• [PROBLEM TO WORK ON] Give back the part of the listing that opens with the line containing "for eye and" and closes with the line containing "(483, 134), (509, 147)", switching "integer" to "whole-number" and leaving everything else unchanged.
☆ ☆ ☆ ☆ ☆
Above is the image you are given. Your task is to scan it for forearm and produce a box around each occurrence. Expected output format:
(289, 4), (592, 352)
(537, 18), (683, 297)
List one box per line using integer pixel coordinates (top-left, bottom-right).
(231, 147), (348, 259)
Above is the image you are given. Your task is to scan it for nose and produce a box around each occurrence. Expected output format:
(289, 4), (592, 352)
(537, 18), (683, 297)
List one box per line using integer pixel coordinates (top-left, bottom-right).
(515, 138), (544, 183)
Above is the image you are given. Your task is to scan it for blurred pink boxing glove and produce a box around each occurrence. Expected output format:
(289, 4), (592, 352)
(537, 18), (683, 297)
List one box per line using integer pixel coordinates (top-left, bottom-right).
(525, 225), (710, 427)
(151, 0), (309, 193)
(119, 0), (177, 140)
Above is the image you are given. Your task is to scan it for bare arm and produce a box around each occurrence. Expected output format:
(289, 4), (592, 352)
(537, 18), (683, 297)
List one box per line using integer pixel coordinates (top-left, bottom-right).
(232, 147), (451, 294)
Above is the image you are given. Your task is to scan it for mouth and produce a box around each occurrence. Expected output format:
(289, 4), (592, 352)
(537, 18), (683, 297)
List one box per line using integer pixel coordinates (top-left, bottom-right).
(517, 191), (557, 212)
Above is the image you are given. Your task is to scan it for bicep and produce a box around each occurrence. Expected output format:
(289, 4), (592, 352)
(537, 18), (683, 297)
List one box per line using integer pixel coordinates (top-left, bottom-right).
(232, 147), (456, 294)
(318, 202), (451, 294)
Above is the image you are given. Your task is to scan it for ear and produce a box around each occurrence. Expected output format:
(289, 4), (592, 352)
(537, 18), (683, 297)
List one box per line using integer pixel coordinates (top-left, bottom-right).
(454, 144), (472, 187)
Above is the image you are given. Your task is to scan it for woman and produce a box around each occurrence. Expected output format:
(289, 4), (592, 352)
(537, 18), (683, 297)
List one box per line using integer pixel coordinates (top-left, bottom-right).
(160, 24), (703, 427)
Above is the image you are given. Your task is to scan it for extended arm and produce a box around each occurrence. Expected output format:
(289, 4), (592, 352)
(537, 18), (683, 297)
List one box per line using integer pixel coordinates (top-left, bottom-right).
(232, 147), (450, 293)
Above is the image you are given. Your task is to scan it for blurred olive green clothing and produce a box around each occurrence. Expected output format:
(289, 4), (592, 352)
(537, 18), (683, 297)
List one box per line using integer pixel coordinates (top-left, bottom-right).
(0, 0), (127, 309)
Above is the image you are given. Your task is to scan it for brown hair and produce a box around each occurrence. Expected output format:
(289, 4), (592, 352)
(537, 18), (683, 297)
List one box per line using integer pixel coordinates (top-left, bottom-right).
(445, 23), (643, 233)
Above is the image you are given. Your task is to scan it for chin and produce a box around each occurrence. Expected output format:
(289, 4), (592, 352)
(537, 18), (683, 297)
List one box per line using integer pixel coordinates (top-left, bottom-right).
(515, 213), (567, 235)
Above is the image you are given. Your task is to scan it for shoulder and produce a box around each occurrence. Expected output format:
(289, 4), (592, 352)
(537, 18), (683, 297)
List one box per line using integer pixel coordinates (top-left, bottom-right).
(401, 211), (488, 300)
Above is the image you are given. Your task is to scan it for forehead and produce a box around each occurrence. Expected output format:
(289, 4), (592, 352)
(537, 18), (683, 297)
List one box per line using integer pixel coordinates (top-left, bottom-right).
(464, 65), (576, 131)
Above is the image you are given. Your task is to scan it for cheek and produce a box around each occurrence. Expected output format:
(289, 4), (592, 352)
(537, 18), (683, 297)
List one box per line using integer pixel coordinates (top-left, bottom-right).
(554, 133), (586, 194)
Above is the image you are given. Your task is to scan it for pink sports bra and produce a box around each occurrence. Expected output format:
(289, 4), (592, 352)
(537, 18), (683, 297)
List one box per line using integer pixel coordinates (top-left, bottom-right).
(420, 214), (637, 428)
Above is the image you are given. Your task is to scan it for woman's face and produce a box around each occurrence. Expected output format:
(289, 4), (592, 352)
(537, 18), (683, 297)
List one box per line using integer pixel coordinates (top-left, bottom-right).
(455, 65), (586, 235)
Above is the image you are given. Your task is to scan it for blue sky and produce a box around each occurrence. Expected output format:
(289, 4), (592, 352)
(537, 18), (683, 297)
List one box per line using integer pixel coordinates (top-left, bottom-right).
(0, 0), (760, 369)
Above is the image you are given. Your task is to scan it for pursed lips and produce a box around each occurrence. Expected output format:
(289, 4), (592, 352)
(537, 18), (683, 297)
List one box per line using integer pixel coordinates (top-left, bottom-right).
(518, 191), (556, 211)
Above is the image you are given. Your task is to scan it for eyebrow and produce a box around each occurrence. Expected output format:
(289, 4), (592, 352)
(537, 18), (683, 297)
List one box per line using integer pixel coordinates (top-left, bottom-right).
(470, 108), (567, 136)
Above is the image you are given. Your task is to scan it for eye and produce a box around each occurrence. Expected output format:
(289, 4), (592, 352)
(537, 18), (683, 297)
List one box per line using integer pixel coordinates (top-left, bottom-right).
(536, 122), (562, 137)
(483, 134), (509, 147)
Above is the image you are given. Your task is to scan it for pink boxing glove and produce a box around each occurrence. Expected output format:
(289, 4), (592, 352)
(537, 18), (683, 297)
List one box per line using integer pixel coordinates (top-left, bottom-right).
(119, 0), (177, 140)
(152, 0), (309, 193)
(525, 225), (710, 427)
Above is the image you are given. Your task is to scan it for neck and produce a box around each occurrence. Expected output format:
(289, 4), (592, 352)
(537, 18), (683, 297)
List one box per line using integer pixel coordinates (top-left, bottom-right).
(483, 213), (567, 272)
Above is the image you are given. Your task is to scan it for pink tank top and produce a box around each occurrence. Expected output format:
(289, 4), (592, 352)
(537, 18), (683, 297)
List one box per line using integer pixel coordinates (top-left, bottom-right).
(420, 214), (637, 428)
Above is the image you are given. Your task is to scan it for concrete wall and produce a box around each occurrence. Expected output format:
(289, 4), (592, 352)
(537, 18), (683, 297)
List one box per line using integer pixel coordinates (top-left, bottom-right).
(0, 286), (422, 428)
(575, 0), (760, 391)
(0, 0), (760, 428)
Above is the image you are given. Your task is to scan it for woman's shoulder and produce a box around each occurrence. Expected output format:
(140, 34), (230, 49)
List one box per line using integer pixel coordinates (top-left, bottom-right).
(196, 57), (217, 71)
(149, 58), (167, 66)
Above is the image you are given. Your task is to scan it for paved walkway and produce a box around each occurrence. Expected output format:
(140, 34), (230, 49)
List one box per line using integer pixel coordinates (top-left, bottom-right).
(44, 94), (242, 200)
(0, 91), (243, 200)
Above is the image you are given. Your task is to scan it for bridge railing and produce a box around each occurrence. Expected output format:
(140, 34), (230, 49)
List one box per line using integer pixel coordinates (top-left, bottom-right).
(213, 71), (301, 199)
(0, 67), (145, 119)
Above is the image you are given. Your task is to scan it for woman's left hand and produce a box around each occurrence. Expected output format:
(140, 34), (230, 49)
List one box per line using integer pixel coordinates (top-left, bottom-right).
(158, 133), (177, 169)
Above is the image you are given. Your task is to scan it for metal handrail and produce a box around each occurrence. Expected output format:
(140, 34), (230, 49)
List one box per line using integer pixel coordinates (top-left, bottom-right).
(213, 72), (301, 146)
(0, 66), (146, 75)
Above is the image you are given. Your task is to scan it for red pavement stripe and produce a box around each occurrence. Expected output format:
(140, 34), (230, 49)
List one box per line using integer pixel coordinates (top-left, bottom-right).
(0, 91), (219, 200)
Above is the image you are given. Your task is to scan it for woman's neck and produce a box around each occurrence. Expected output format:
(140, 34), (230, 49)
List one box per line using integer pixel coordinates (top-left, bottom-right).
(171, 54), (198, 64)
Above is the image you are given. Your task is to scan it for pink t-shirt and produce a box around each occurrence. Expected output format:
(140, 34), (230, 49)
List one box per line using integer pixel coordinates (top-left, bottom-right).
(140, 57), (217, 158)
☆ ☆ ☆ ☆ ☆
• [RESPONSE]
Above is the image you are given. Your task is to scan it for eye and produce a box around each occurrence. Expected output format:
(289, 4), (592, 352)
(537, 18), (683, 297)
List one box per line using whole-number pixel coordinates (top-left, bottom-right).
(536, 122), (562, 137)
(483, 134), (509, 147)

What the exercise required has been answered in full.